Jobs
1. Retype the passage on suburban social life, starting with "Although we are" and going on through "annual masquerade ball?".
2. How many lines of the rows contain the string "guitar"? Case counts, and reply with the number only.

Selected excerpt
::::::::
Although we are forty-six minutes from New York (forty-four if you catch the 5:03 express) we do not consider this distance any handicap. On the contrary, we in the suburbs like to feel that our social existence can teach a thing or two to the so-called Smarter Set of Park Avenue and Mayfair. What literary salon in a fashionable pent-house can compare with those delightful and edifying gatherings at Miss Hoffstadter's on odd Monday afternoons? What cultured function in an exclusive corner of the Ritz oan approach our ultra-formal dinners at Mrs. Terwilliger's? What Beaux Arts Ball is equal to the hilarity and joy that reign unconfined when the Stonesthrow Yacht Club holds its annual masquerade ball?
::::::::
Data for this exercise
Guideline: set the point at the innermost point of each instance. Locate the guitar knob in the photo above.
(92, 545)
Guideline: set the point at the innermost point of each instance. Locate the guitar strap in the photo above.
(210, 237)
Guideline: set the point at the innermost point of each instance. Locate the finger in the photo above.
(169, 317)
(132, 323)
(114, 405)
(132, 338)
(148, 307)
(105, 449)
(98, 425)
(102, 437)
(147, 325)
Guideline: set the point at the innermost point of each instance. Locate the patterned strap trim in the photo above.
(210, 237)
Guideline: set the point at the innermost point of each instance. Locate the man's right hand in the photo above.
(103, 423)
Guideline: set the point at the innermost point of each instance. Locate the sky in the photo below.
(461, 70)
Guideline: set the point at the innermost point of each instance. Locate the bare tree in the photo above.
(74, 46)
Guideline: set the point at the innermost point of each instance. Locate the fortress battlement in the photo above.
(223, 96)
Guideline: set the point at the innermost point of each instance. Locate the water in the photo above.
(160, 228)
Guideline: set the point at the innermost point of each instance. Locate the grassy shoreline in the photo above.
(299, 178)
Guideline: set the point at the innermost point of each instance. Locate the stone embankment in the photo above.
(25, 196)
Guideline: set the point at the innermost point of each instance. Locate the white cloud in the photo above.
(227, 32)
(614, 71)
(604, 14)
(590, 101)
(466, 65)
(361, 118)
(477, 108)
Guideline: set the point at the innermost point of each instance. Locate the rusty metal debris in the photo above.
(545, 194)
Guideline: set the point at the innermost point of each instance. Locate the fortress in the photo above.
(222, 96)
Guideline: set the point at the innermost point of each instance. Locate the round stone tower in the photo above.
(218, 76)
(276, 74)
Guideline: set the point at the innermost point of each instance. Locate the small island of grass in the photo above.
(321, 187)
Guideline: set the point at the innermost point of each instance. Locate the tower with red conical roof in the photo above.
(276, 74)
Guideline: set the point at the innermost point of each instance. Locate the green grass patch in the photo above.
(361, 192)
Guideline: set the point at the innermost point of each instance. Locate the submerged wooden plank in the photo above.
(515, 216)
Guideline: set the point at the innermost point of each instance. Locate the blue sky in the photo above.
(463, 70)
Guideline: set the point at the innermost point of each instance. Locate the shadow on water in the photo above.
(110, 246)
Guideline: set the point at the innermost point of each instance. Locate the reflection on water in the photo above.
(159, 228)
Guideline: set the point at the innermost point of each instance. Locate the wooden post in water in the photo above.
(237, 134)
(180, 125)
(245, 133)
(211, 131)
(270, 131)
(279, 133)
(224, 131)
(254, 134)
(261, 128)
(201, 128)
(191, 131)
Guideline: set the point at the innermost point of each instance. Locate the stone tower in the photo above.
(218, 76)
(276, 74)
::::::::
Outputs for the tasks
1.
Although we are forty-six minutes from New York (forty-four if you catch the 5:03 express) we do not consider this distance any handicap. On the contrary, we in the suburbs like to feel that our social existence can teach a thing or two to the so-called Smarter Set of Park Avenue and Mayfair. What literary salon in a fashionable pent-house can compare with those delightful and edifying gatherings at Miss Hoffstadter's on odd Monday afternoons? What cultured function in an exclusive corner of the Ritz oan approach our ultra-formal dinners at Mrs. Terwilliger's? What Beaux Arts Ball is equal to the hilarity and joy that reign unconfined when the Stonesthrow Yacht Club holds its annual masquerade ball?

2. 2